*TASK STATEMENT:*
Write out all of the records below precisely as given, omitting the images.

Start of Block

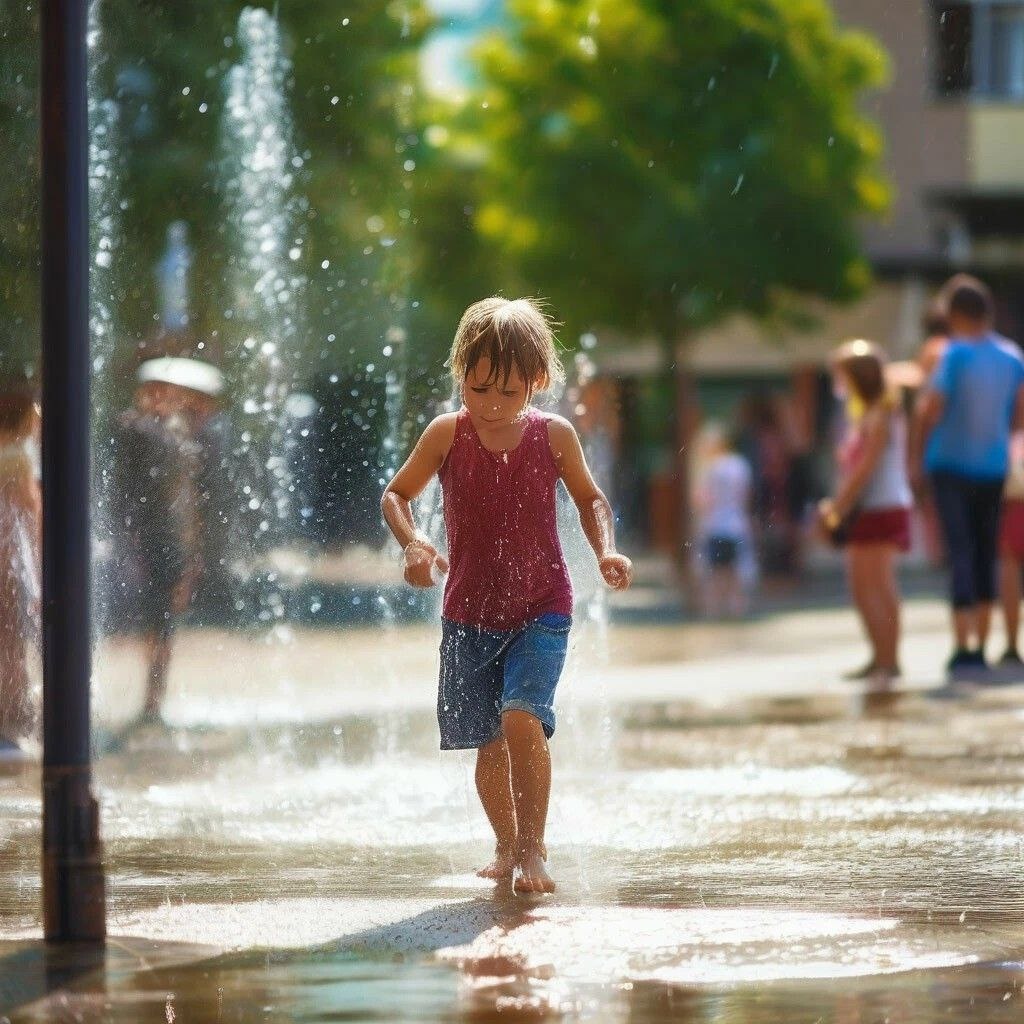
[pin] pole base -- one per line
(74, 890)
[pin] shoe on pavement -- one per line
(967, 665)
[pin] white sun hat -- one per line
(192, 374)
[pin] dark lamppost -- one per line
(73, 876)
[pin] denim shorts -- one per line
(485, 673)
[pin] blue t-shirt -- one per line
(979, 381)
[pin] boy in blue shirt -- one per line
(973, 400)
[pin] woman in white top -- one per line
(870, 511)
(723, 501)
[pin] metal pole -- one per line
(73, 876)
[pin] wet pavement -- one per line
(737, 835)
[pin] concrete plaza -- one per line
(737, 835)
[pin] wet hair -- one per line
(16, 402)
(966, 296)
(863, 365)
(509, 334)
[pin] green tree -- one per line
(655, 166)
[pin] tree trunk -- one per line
(683, 426)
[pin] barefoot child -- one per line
(508, 599)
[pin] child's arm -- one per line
(595, 513)
(426, 460)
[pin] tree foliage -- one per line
(654, 166)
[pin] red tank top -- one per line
(507, 565)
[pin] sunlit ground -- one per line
(738, 836)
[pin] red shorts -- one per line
(1012, 529)
(882, 526)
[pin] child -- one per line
(723, 500)
(508, 599)
(20, 524)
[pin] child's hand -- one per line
(424, 566)
(616, 569)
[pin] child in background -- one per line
(870, 510)
(20, 526)
(1012, 550)
(508, 599)
(723, 501)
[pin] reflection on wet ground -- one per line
(727, 857)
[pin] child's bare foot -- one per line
(502, 866)
(531, 872)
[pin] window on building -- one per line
(979, 48)
(1007, 77)
(952, 68)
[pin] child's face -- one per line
(967, 327)
(494, 403)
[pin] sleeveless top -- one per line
(507, 566)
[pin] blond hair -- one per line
(508, 333)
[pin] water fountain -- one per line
(259, 168)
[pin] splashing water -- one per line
(260, 164)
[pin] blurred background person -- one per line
(725, 547)
(870, 510)
(965, 419)
(935, 328)
(166, 466)
(20, 528)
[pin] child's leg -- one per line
(529, 763)
(495, 790)
(1010, 595)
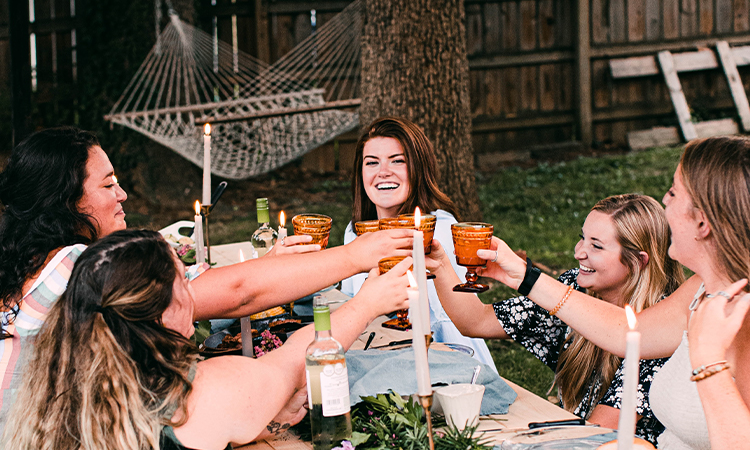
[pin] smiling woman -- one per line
(623, 260)
(394, 172)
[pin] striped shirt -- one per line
(30, 314)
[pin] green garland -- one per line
(387, 421)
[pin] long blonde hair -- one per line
(641, 226)
(716, 174)
(105, 372)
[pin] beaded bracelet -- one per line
(556, 309)
(708, 370)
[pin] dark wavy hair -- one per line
(420, 161)
(40, 189)
(106, 373)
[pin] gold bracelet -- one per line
(709, 370)
(556, 309)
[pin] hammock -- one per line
(262, 115)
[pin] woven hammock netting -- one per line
(262, 115)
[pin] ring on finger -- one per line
(719, 294)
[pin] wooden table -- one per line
(527, 408)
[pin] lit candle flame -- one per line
(631, 317)
(412, 280)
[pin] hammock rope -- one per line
(262, 115)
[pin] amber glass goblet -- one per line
(401, 322)
(316, 225)
(468, 237)
(426, 225)
(366, 226)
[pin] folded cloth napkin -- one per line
(375, 372)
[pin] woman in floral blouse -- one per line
(623, 260)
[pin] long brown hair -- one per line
(105, 372)
(716, 174)
(641, 226)
(420, 161)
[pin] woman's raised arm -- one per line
(602, 323)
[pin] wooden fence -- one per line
(539, 75)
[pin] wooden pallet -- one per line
(669, 65)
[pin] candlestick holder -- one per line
(205, 211)
(426, 402)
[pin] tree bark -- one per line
(414, 65)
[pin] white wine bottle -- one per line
(264, 237)
(327, 385)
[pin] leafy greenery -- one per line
(387, 421)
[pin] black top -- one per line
(543, 335)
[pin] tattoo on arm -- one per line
(277, 428)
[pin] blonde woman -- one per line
(702, 394)
(623, 260)
(108, 374)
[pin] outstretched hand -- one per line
(715, 324)
(387, 293)
(368, 249)
(289, 245)
(502, 264)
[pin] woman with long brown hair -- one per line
(108, 373)
(702, 394)
(623, 260)
(395, 170)
(59, 194)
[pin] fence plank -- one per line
(510, 25)
(548, 85)
(492, 28)
(617, 21)
(740, 15)
(528, 25)
(735, 83)
(599, 23)
(547, 23)
(671, 14)
(724, 19)
(636, 20)
(529, 88)
(706, 16)
(688, 18)
(666, 63)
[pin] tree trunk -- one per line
(414, 65)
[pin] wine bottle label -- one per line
(334, 389)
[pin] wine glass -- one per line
(366, 226)
(401, 322)
(316, 225)
(468, 237)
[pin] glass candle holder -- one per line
(366, 226)
(468, 237)
(316, 225)
(401, 322)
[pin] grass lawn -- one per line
(540, 210)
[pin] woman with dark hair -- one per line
(623, 260)
(702, 394)
(394, 172)
(108, 373)
(59, 194)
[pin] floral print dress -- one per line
(544, 336)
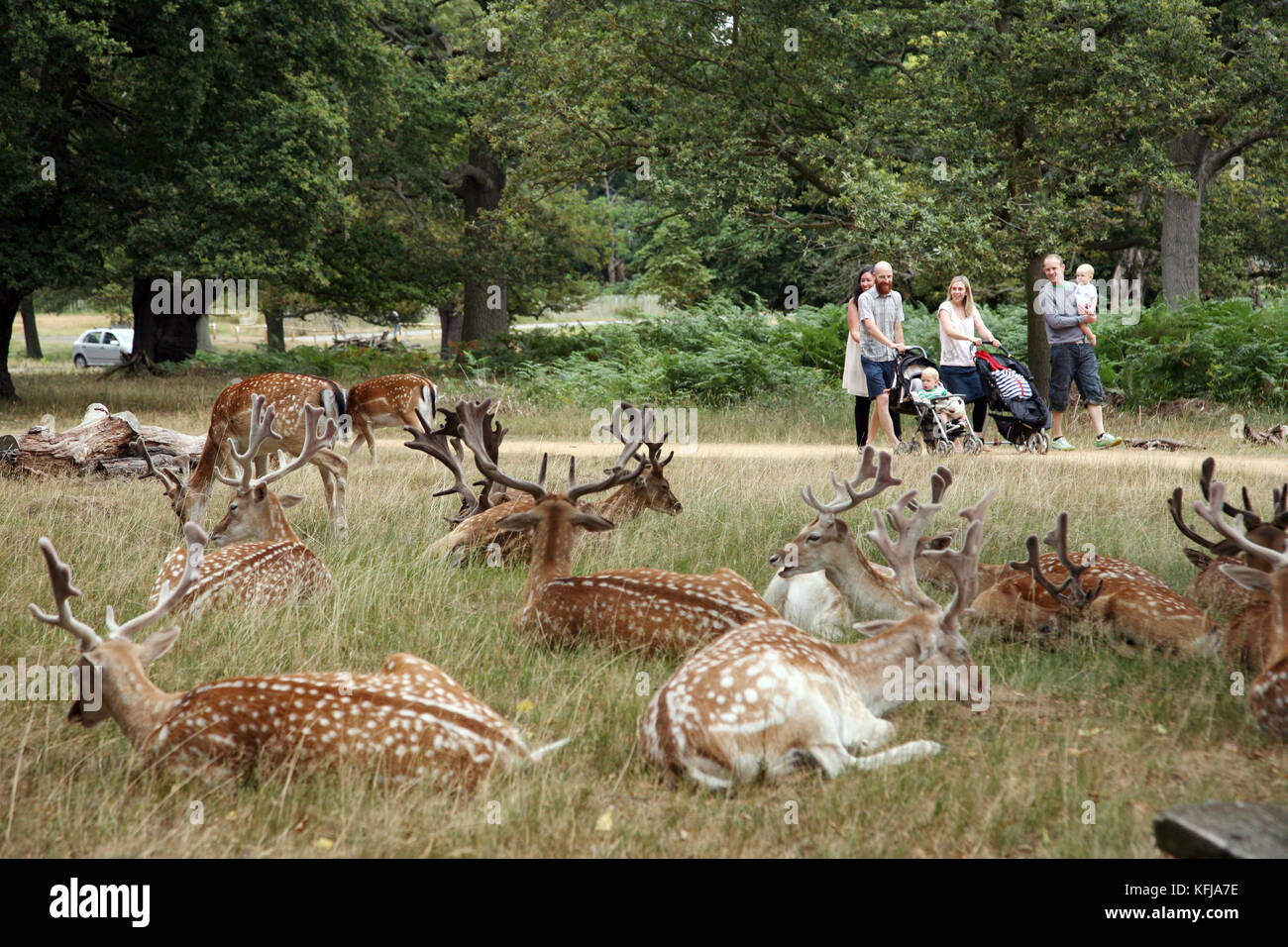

End of Block

*SOLUTION TO THIS EXERCISE:*
[pin] pole base -- one per line
(74, 890)
[pin] shoe on pavement -- one per line
(967, 665)
[pin] white sun hat -- one per line
(192, 374)
[pin] dark lamppost -- one per line
(73, 876)
[pin] denim shorts -- one per line
(485, 673)
[pin] blue t-shirt -- one per line
(979, 381)
[pin] boy in blue shirt -- one per line
(973, 400)
[pin] woman in white top -- one per line
(870, 511)
(723, 501)
[pin] metal pole -- one per line
(73, 876)
[pin] wet pavement -- one per line
(737, 835)
[pin] concrete plaza -- one per line
(737, 835)
[pin] wet hair -- one per line
(16, 402)
(966, 296)
(863, 365)
(509, 334)
[pin] green tree -- one per line
(655, 166)
[pin] tree trunk -- one per line
(683, 426)
[pin] barefoot child -- one per line
(508, 599)
[pin] child's arm -- one per line
(595, 513)
(426, 460)
[pin] tree foliage -- one per line
(654, 166)
[pin] red tank top -- one per line
(507, 565)
[pin] sunlit ground -- one per line
(738, 836)
[pin] red shorts -- one per line
(1012, 529)
(882, 526)
[pin] child -- one per line
(723, 500)
(508, 599)
(20, 524)
[pin] child's hand -- one per line
(424, 566)
(616, 569)
[pin] child in background -- one per line
(870, 510)
(20, 526)
(1012, 550)
(508, 599)
(723, 501)
[pin] reflection on wet ground -- one per line
(727, 857)
[pin] child's bare foot -- one per line
(502, 866)
(531, 872)
[pin] window on building -- one per line
(979, 48)
(1007, 77)
(952, 68)
[pin] child's face -- one per line
(967, 327)
(494, 403)
[pin] sleeveless top -- one per line
(507, 566)
[pin] blond hair -- one per line
(508, 333)
[pin] water fountain -- one per line
(259, 168)
[pin] splashing water -- one per line
(260, 164)
[pin] blurred background person -- one per line
(725, 547)
(870, 510)
(965, 419)
(935, 328)
(166, 466)
(20, 528)
[pin] child's leg -- one per line
(529, 763)
(495, 790)
(1010, 595)
[pin] smiling woman -- one per line
(623, 260)
(394, 172)
[pin] striped shirt -- one per line
(30, 314)
[pin] green garland -- one per line
(387, 421)
[pin] long blonde hair -- one per line
(641, 226)
(716, 174)
(105, 372)
[pin] beaded bracelet -- one per line
(556, 309)
(708, 370)
[pin] dark wavy hair -- one per line
(420, 161)
(40, 189)
(106, 373)
[pin] gold bracelet -- one per line
(709, 370)
(556, 309)
[pin] hammock -- one per line
(262, 115)
[pin] woven hammock netting -- one per line
(262, 115)
[pin] ring on finger -- one per line
(719, 294)
[pin] wooden table -- one per line
(527, 408)
[pin] lit candle flame -- one per line
(631, 317)
(412, 280)
[pin] hammock rope -- one per line
(262, 115)
[pin] amber glass goblet -- one per line
(401, 322)
(316, 225)
(468, 237)
(426, 225)
(366, 226)
[pin] folded cloth napkin -- one per line
(375, 372)
[pin] woman in floral blouse -- one per line
(623, 260)
[pin] long brown hair -- one per line
(105, 372)
(716, 174)
(641, 226)
(420, 161)
[pin] woman's raised arm -- one per line
(602, 323)
[pin] wooden fence -- one per line
(539, 75)
[pin] wooden pallet -- one per line
(669, 65)
[pin] candlestick holder -- one per line
(205, 211)
(426, 402)
[pin] tree bark -- one per line
(414, 65)
[pin] white wine bottle -- one per line
(264, 237)
(327, 385)
[pin] leafy greenery -- one per line
(387, 421)
[pin] black top -- one per line
(543, 335)
[pin] tattoo on arm -- one per line
(277, 428)
[pin] blonde woman -- one per line
(702, 394)
(623, 260)
(108, 374)
[pin] outstretched hand -- one per line
(715, 324)
(387, 293)
(368, 249)
(289, 245)
(502, 264)
[pin] woman with long brown hair -- one per line
(108, 373)
(702, 394)
(623, 260)
(395, 170)
(59, 194)
[pin] fence plank -- one per line
(510, 25)
(548, 85)
(492, 28)
(617, 21)
(740, 15)
(528, 25)
(735, 83)
(599, 23)
(547, 23)
(671, 14)
(724, 19)
(636, 20)
(529, 88)
(706, 16)
(688, 18)
(666, 63)
[pin] tree trunk -- one per line
(414, 65)
[pin] wine bottle label -- one per line
(334, 389)
[pin] wine glass -- one per line
(366, 226)
(401, 322)
(316, 225)
(468, 237)
[pin] glass candle holder -- one per line
(366, 226)
(468, 237)
(316, 225)
(401, 322)
[pin] grass lawn -- one per line
(540, 210)
[pin] woman with dark hair -- one per line
(623, 260)
(702, 394)
(394, 172)
(108, 373)
(59, 194)
[pin] floral print dress -- one per line
(544, 336)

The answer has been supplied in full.